● **COMPLETE O SEGUINTE**:
1 > No trecho sobre valoração econômica do meio ambiente, qual lei é apontada como não correspondendo aos auspícios dos povos e comunidades tradicionais no reconhecimento de sua propriedade e usufruto coletivo?
2 > Repita, sem alterações, a passagem do trecho para leitura que vai de "Constatamos a necessidade" até "etnoambiental.".

Assim, a valoração econômica dos elementos do meio ambiente, além de buscar conciliar as
lógicas na direção da superação do suposto antagonismo economia vs. ecologia, quando
contextualizada às realidades locais amazônicas, possui ainda uma essência de superação dos
paradoxos aparentes no que tange ao tratamento histórico dos povos e minorias étnicas.
Por muito tempo, os povos e comunidades tradicionais foram tratados como
impossibilitados de ingressarem na sociedade moderna, mantendo sua identidade étnica e sua
diversidade cultural. Todavia, na contemporaneidade, verifica-se o envolvimento de povos
indígenas e comunidades tradicionais nas relações interculturais globais como forma de
autoafirmação cultural.
No que tange à implementação dos instrumentos econômicos de conservação da
biodiversidade, buscamos uma análise sobre a regulação paraestatal, reconhecendo sua natureza
jurídica de regulação cooperativa, pois ela é complementar à regulação estatal. Consideramos
bastante significativo o potencial que os instrumentos econômicos dessa natureza têm de ensejar
efetividade (ou eficácia social) dos instrumentos jurídicos (tanto os de direito internacional, quanto
os de direito doméstico).
Por outro lado, é perceptível como comunidades locais abraçam a implementação de padrões
e certificações como se fossem uma espécie de regulamentação normativa, quando esta inexiste ou
é insuficiente por parte do Estado, o que se tornou evidente no caso de Silves.
Constatamos a necessidade de reconhecimento oficial dos territórios tradicionais e direitos
de propriedade e posse permanente e usufruto dos recursos por parte dos povos e comunidades
tradicionais. É necessário que o Estado regulamente as formas e trâmites adequados ao
reconhecimento dos territórios tradicionais, nos termos do Decreto 6.040 (BRASIL, 2007).
Tratando de grupos com identidade étnica, além dos povos indígenas e quilombolas, o que
se vê ainda como única possibilidade de reconhecimento dos territórios tradicionais é a criação de
Unidades de Conservação (UCs) de Uso Sustentável. Todavia, a Lei 9.985 (BRASIL, 2000) não
corresponde aos auspícios dos povos e comunidades tradicionais no reconhecimento de sua
propriedade e usufruto coletivo, geridos de forma autônoma e comunitária, com base numa gestão
etnoambiental.

● **LISTAGEM DE DADOS**:
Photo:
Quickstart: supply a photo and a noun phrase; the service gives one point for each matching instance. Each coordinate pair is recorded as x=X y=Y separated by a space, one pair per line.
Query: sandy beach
--
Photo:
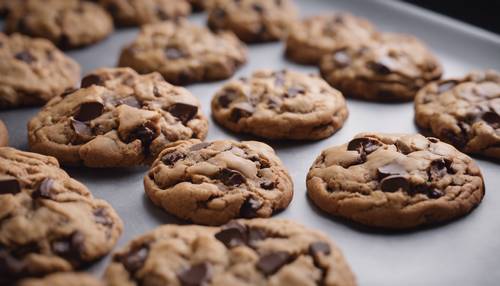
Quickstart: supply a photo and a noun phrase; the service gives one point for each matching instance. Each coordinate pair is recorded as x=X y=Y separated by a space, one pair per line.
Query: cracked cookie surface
---
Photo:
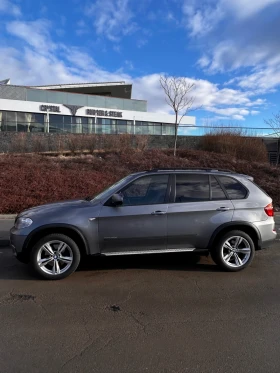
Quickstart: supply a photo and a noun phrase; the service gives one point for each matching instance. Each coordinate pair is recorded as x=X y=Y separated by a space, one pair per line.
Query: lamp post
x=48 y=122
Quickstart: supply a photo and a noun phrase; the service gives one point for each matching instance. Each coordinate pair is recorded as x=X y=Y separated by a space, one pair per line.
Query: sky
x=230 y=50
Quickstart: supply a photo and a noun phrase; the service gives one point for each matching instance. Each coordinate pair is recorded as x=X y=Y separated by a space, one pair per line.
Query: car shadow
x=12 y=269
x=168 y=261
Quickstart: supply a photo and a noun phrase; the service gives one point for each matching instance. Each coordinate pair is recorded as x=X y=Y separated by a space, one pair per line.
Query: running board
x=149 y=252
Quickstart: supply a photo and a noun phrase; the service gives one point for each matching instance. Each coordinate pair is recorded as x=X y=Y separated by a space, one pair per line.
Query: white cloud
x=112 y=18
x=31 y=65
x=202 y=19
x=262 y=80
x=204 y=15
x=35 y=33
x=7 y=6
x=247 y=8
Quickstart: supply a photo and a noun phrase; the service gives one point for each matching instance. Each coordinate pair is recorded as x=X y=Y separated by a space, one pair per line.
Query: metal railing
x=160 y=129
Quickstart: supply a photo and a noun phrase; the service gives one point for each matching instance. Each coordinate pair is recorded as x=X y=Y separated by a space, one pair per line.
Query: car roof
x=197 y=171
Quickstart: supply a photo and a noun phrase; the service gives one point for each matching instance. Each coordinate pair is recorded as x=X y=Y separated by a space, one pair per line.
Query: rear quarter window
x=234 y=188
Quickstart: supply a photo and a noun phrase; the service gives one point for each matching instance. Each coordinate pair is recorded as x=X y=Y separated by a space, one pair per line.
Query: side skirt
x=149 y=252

● **RESULTADOS DO EXERCÍCIO**:
1 > A Lei 9.985 (BRASIL, 2000).

2 >
Constatamos a necessidade de reconhecimento oficial dos territórios tradicionais e direitos
de propriedade e posse permanente e usufruto dos recursos por parte dos povos e comunidades
tradicionais. É necessário que o Estado regulamente as formas e trâmites adequados ao
reconhecimento dos territórios tradicionais, nos termos do Decreto 6.040 (BRASIL, 2007).
Tratando de grupos com identidade étnica, além dos povos indígenas e quilombolas, o que
se vê ainda como única possibilidade de reconhecimento dos territórios tradicionais é a criação de
Unidades de Conservação (UCs) de Uso Sustentável. Todavia, a Lei 9.985 (BRASIL, 2000) não
corresponde aos auspícios dos povos e comunidades tradicionais no reconhecimento de sua
propriedade e usufruto coletivo, geridos de forma autônoma e comunitária, com base numa gestão
etnoambiental.